Aim of the exercise:
Report each line of the rows below that contains the word "field", copying every such line in full. Case counts.

Object pointing dataset rows:
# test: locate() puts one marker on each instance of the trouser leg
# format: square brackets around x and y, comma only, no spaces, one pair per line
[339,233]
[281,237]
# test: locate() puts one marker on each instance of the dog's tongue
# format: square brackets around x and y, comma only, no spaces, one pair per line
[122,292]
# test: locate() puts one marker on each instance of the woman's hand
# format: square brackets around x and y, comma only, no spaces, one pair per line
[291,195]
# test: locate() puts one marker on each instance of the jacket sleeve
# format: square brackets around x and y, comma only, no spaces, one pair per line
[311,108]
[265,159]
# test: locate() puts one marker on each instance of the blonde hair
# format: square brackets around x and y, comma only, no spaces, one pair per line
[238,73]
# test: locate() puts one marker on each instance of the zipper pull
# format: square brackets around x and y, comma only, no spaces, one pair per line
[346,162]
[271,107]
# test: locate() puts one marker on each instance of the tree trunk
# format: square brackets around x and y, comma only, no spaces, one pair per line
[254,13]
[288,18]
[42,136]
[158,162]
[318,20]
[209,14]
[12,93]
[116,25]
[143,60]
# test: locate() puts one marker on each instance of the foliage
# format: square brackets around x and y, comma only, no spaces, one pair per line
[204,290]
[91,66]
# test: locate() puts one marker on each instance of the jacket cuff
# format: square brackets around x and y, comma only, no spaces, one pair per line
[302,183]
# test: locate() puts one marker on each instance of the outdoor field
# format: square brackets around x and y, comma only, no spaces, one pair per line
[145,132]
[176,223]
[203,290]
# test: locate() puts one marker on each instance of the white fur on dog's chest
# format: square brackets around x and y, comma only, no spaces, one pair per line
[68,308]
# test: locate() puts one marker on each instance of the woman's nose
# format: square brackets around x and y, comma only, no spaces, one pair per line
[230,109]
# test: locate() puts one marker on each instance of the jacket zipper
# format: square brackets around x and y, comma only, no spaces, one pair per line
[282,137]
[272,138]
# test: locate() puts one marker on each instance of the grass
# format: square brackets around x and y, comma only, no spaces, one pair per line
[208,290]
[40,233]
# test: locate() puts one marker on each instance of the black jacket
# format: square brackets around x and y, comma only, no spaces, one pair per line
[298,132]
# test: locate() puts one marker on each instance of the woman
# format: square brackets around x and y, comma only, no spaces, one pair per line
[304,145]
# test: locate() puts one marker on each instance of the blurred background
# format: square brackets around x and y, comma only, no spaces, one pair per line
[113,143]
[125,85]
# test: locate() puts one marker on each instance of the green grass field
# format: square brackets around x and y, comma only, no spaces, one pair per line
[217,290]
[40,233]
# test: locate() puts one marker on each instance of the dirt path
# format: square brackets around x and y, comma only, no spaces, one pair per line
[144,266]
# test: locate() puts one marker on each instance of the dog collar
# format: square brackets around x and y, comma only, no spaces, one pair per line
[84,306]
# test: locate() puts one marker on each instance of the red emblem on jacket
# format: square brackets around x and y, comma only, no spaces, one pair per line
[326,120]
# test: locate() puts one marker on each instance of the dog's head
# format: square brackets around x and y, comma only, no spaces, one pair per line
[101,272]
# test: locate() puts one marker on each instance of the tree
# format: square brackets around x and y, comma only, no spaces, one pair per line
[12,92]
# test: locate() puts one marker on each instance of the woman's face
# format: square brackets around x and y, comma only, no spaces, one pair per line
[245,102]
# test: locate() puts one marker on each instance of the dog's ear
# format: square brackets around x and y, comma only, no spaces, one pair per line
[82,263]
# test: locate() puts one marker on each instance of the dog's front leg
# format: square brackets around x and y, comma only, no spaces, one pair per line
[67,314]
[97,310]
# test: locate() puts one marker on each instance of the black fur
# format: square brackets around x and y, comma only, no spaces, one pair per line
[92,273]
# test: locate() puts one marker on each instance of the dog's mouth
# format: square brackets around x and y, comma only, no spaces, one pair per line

==

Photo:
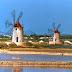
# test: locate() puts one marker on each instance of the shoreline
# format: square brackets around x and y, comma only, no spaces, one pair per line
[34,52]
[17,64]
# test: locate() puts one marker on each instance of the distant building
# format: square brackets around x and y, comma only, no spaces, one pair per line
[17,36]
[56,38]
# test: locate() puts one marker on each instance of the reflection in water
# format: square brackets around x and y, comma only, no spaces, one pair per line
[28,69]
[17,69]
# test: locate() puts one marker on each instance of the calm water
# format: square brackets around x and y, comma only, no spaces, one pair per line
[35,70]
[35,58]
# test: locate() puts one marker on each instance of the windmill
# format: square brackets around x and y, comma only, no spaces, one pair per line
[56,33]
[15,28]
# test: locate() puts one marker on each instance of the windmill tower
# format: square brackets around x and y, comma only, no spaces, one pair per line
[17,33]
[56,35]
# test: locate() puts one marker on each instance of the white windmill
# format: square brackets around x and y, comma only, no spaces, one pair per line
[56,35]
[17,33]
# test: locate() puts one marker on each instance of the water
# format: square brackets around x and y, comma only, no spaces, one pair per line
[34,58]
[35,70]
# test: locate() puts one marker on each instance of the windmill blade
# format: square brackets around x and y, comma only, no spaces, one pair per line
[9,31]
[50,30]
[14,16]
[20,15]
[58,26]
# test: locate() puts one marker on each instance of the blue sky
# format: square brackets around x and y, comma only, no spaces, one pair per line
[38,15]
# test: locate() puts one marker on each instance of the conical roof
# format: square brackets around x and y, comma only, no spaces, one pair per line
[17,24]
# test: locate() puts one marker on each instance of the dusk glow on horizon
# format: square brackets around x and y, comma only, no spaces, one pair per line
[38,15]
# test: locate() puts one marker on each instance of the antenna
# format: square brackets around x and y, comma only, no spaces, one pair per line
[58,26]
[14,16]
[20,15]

Exercise result:
# test: locate() puts one marker on each instance of the outdoor field
# test: locate() puts one marker on each instance of the green grass field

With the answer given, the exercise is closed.